*Given task A*:
Decide whether each statement below agrees with the post about watching the opening ceremony. Answer yes or no for each, and quote the exact words from the post that decide it. (i) The live site on Blackheath Common is called The Big Screen. (ii) Emeli Sande sang Abide With Me in honour of the 7/7 victims. (iii) The writer stayed on the heath until the proceedings ended.
*Given task B*:
List every adjective the post about watching the opening ceremony uses to describe the production as a whole.

*Document section*:
I chose to watch the ceremony with thousands of others on Blackheath Common where they are hosting a live site called The Big Screen. We literally got there as the “The Queen” was descending into the stadium with James Bond and thankfully found a patch of grass where we could put down our blanket and sit down and watch the ceremony. The atmosphere was amazing. People from all walks of life sat down and cheered, laughed and clapped as we witnessed Boyle’s vision unfurl on the screen.

Us on the heath. I strongly recommend this as a great space to watch the games.

I couldn’t fault the production at all. I loved the tribute to the NHS, as well as the journey through Britain’s colourful, turbulent past. I danced heartedly during the homage to British music and smiled like a proud mother when Dizzee took to the stage bubbling away to his floor-filler, Bonkers. When Emeli Sande took to the stage to sing Abide With Me in honour of the 7/7 victims it was a touching moment. As a whole, I thought the production was innovative, reflective, honest, quirky, humorous and inclusive.

When it was time for the athletes to enter the stadium it started to get breezy on the heath but best believe we braved the elements and waited to cheer Team Jamaica on. As soon as that was over, we jumped on bus and headed home to watch the rest of the proceedings from the comfort of our sofa.

*Source excerpt*:
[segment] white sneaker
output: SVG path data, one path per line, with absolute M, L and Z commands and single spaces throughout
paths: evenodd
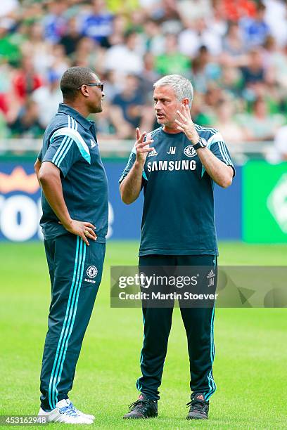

*Correct response A*:
(i) Yes: "on Blackheath Common where they are hosting a live site called The Big Screen"
(ii) Yes: "When Emeli Sande took to the stage to sing Abide With Me in honour of the 7/7 victims it was a touching moment."
(iii) No: "we jumped on bus and headed home to watch the rest of the proceedings from the comfort of our sofa"

*Correct response B*:
innovative, reflective, honest, quirky, humorous, inclusive